Copy word for word the part of the entries below that opens with the line containing "of landscape on" and runs through the last of the entries, including both that first line and the final one.

━━ Records supplied ━━

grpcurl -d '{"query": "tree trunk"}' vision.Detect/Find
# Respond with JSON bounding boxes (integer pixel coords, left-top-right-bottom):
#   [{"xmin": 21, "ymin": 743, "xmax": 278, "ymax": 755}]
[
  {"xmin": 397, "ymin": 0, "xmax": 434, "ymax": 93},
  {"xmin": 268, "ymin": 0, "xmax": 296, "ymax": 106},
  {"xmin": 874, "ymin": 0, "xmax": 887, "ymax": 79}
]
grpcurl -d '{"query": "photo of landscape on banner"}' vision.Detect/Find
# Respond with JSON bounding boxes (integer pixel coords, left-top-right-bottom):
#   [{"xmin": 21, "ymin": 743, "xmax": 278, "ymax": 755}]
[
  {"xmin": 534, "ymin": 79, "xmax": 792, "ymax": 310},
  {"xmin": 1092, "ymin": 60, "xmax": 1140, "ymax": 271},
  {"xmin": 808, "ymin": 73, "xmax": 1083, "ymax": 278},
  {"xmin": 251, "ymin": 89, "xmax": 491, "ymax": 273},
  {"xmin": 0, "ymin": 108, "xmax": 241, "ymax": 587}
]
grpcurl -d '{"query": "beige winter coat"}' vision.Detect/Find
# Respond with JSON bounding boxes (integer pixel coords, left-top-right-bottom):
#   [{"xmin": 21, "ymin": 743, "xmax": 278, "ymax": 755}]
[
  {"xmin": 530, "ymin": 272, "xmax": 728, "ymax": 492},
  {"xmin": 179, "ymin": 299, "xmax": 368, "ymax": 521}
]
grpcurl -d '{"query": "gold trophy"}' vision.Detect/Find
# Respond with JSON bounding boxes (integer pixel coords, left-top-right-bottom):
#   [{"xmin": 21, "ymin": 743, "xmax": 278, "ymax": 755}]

━━━

Result =
grpcurl -d '{"query": "photo of landscape on banner"}' vision.Detect/Find
# Respond with JSON bounding boxes (integer pixel coords, left-top-right-bottom):
#   [{"xmin": 21, "ymin": 743, "xmax": 278, "ymax": 755}]
[
  {"xmin": 534, "ymin": 79, "xmax": 792, "ymax": 310},
  {"xmin": 1092, "ymin": 60, "xmax": 1140, "ymax": 271},
  {"xmin": 808, "ymin": 73, "xmax": 1083, "ymax": 278},
  {"xmin": 251, "ymin": 89, "xmax": 491, "ymax": 273},
  {"xmin": 0, "ymin": 108, "xmax": 241, "ymax": 587}
]
grpcurl -d '{"query": "beige winter coat"}' vision.Detect/Find
# Respond with JSON bounding boxes (integer pixel coords, left-top-right-bottom):
#   [{"xmin": 21, "ymin": 743, "xmax": 278, "ymax": 755}]
[
  {"xmin": 530, "ymin": 272, "xmax": 728, "ymax": 492},
  {"xmin": 179, "ymin": 299, "xmax": 368, "ymax": 521}
]
grpcurl -d '{"query": "gold trophy"}' vision.Detect/Find
# Respond with JSON bounding boxes (integer pixel coords, left-top-right-bottom):
#   [{"xmin": 21, "ymin": 743, "xmax": 278, "ymax": 755}]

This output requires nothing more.